__PROBLEM REQUIREMENTS__
In the records below, find each line with the word "here" and copy it.

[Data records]
* * *
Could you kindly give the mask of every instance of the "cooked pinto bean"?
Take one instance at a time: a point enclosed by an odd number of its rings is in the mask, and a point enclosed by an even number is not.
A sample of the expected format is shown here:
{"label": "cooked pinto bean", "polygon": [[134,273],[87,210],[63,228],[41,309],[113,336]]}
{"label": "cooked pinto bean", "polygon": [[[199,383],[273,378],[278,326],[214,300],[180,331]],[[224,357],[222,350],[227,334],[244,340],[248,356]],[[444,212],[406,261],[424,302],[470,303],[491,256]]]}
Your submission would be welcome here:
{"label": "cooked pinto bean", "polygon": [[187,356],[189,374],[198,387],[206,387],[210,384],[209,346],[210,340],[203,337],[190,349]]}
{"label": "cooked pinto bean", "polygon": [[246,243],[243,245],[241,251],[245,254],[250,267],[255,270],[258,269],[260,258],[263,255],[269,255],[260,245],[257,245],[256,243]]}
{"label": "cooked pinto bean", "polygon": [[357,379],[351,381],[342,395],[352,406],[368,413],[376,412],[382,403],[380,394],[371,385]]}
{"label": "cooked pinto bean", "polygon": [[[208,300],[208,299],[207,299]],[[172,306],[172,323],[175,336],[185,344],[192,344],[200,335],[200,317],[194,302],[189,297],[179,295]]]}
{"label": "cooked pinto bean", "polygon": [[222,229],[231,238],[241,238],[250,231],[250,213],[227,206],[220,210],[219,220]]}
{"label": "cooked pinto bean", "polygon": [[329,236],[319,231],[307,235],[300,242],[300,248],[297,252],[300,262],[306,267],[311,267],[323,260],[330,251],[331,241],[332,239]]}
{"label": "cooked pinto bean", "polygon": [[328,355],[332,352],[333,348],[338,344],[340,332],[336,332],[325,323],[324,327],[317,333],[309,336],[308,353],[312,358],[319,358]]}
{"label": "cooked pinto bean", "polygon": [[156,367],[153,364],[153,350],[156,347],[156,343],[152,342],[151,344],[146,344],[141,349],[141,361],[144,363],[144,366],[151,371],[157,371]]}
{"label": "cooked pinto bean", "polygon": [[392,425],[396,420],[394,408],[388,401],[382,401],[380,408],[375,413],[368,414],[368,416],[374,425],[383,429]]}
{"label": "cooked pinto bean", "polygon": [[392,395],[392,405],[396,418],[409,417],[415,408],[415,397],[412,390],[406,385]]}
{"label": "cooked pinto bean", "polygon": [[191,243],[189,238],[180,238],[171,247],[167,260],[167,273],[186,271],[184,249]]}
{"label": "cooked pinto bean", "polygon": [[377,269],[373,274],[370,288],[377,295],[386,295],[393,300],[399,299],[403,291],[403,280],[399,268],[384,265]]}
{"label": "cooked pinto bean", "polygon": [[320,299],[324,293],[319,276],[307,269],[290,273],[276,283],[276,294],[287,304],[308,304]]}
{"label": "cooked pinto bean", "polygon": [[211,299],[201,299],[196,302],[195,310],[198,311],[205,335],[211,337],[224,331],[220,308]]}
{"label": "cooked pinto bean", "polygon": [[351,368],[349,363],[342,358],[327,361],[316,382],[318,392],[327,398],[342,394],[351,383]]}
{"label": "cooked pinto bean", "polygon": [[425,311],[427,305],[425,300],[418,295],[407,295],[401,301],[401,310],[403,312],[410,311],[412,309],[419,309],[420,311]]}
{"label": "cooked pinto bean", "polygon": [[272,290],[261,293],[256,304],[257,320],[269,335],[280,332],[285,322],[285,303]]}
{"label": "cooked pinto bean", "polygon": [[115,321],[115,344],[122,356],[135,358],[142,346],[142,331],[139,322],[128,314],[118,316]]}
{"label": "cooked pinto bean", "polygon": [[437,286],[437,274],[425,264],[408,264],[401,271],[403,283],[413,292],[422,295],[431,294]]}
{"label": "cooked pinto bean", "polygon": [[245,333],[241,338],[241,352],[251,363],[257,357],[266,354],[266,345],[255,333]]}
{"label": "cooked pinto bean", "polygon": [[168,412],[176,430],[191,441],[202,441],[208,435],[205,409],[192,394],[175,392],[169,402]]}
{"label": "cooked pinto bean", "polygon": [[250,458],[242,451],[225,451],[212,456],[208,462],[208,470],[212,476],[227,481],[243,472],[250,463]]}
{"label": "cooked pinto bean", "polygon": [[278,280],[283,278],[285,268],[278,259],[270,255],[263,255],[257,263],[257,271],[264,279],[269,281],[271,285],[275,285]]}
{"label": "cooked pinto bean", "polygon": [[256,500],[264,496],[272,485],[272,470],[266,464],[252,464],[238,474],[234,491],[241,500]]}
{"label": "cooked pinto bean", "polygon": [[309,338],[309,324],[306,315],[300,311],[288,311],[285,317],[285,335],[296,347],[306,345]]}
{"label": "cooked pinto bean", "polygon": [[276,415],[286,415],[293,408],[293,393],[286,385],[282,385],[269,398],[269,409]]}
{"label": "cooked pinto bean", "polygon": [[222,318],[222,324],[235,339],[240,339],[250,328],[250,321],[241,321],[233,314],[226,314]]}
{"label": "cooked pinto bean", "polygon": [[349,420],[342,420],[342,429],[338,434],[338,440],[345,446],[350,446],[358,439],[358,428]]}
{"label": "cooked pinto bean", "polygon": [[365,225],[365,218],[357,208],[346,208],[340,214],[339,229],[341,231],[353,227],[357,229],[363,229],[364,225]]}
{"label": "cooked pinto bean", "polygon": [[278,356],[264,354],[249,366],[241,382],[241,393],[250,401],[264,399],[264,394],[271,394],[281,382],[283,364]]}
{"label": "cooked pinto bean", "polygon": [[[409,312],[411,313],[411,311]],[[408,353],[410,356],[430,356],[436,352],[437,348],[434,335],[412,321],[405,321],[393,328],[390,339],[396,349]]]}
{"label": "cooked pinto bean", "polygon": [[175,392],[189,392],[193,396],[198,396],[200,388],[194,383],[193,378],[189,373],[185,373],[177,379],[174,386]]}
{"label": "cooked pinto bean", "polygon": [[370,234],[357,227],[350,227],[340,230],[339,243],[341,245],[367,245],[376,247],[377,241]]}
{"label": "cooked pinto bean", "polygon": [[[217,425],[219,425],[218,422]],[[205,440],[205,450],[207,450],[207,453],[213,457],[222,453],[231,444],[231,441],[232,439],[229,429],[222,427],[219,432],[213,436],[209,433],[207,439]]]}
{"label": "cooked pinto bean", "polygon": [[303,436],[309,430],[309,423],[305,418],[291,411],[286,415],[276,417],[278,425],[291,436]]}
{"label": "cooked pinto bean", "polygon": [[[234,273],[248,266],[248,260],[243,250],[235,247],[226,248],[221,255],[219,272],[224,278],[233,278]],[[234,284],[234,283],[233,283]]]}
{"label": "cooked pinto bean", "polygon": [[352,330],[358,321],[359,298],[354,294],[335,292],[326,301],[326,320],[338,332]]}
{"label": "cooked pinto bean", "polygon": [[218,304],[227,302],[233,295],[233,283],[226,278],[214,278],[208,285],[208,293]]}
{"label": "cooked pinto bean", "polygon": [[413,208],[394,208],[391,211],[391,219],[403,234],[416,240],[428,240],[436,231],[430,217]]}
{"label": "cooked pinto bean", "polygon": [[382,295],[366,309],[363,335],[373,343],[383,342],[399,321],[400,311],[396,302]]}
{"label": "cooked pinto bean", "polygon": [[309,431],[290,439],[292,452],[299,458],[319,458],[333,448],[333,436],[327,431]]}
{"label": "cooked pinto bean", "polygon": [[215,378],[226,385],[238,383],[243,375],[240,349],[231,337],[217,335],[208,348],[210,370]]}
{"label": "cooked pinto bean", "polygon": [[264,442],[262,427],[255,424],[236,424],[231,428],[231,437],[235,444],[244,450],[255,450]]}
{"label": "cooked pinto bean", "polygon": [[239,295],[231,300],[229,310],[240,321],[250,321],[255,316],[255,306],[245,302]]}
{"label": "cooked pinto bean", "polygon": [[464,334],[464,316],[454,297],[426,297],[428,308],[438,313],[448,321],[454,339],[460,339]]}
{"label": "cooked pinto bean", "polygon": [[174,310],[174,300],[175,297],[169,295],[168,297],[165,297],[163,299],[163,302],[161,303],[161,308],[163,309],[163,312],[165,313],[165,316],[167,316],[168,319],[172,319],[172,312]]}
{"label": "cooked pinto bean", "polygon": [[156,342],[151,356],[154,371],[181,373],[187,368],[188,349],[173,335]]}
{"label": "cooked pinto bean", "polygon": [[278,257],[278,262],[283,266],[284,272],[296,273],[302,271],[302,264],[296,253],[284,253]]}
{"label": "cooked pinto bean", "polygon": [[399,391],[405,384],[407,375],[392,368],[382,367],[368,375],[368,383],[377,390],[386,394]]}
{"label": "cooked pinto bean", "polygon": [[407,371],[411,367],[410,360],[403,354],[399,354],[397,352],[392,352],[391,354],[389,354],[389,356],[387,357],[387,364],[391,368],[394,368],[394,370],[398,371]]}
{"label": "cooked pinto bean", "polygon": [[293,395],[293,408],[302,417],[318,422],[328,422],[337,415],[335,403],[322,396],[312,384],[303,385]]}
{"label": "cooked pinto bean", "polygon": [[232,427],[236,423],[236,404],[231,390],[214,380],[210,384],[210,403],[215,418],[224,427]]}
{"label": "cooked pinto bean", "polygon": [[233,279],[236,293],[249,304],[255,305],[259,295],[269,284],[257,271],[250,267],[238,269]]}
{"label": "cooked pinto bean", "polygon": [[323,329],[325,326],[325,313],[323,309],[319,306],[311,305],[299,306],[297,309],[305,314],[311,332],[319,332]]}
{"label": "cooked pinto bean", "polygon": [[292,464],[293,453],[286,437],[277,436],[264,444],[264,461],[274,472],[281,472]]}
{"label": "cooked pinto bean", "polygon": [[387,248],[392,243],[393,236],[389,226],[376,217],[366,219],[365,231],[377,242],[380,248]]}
* * *
__RESPONSE AREA__
A sample of the expected format is shown here:
Your submission would be welcome here:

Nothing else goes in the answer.